Activity: Return each record word for word and omit the pictures.
### Dataset records ###
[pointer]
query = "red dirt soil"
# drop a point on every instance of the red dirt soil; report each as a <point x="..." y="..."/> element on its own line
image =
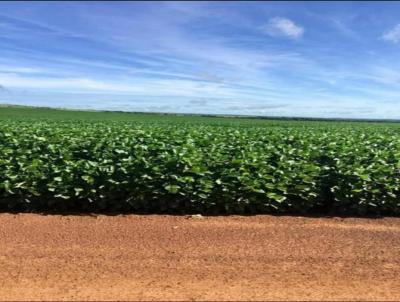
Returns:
<point x="154" y="257"/>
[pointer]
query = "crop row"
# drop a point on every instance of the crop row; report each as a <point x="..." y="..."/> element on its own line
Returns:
<point x="184" y="168"/>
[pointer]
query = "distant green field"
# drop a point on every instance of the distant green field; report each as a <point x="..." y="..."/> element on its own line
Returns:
<point x="107" y="161"/>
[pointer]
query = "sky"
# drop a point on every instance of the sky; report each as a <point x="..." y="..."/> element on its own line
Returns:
<point x="309" y="59"/>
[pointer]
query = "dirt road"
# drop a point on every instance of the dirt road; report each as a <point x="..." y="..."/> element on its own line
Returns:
<point x="215" y="258"/>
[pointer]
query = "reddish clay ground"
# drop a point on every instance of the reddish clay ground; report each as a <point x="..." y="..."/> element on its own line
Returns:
<point x="215" y="258"/>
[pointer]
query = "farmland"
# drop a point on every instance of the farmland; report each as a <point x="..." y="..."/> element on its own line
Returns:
<point x="147" y="163"/>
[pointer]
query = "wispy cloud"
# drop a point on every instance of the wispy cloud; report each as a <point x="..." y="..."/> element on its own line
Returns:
<point x="392" y="35"/>
<point x="283" y="27"/>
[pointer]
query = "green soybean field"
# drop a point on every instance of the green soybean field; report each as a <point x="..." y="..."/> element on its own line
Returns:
<point x="60" y="160"/>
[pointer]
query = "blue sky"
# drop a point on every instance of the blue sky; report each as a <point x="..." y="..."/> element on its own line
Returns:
<point x="316" y="59"/>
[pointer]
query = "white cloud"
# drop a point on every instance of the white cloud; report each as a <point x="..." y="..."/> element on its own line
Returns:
<point x="283" y="27"/>
<point x="392" y="35"/>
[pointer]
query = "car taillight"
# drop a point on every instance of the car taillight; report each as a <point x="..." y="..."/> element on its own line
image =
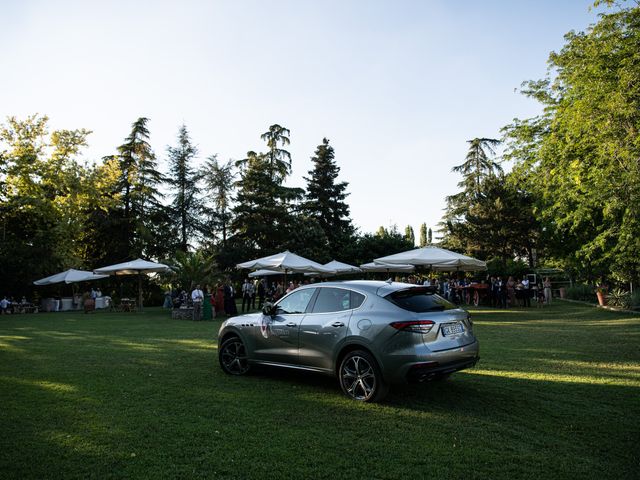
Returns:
<point x="415" y="326"/>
###
The answer:
[pointer]
query = "red dirt soil"
# drop a point on every instance of the red dirt soil; report each as a <point x="..." y="..."/> element on its own line
image =
Returns:
<point x="154" y="257"/>
[pointer]
query = "crop row"
# drop a point on every instance of the crop row; report each as a <point x="..." y="..."/> element on its own line
Returns:
<point x="184" y="168"/>
[pointer]
query = "distant green field"
# drop a point on every instance of the distant green field; report each as a <point x="..." y="..."/> element on its own line
Returns:
<point x="107" y="161"/>
[pointer]
query = "sky"
# drop a point on every instance of the sky; report each as a <point x="..." y="..."/> element on its own line
Returns:
<point x="309" y="59"/>
[pointer]
query = "dirt road"
# drop a point on every instance of the dirt road; report each as a <point x="..." y="..."/> element on its own line
Returns:
<point x="215" y="258"/>
[pointer]
query = "reddish clay ground"
# drop a point on every instance of the reddish clay ground; report each as a <point x="..." y="..."/> element on its own line
Returns:
<point x="215" y="258"/>
[pointer]
query = "farmland"
# drop a point on every instance of the farmland; report each as a <point x="..." y="..."/> element on its own line
Returns:
<point x="147" y="163"/>
[pointer]
query = "wispy cloud"
# drop a point on every instance of the wispy cloud; report each as a <point x="..." y="..."/> element on its own line
Returns:
<point x="392" y="35"/>
<point x="283" y="27"/>
[pointer]
query = "green soybean field"
# drop a point on every instance of the green soybean field; report each as a <point x="..." y="..."/> element on its own line
Returns:
<point x="60" y="160"/>
[pointer]
query = "blue sky"
# drop a point on every instance of the blue sky; report each as a <point x="..." y="..."/> element on its own line
Returns:
<point x="316" y="59"/>
[pointer]
query = "white cloud"
# drop a point on every instance of the white cloud; report each as a <point x="..." y="..."/> element on its own line
Returns:
<point x="283" y="27"/>
<point x="392" y="35"/>
[pointer]
query = "car taillight"
# drop a point on every instance of the car taillight; report each as a <point x="..." y="..."/> element on its own line
image =
Returns:
<point x="415" y="326"/>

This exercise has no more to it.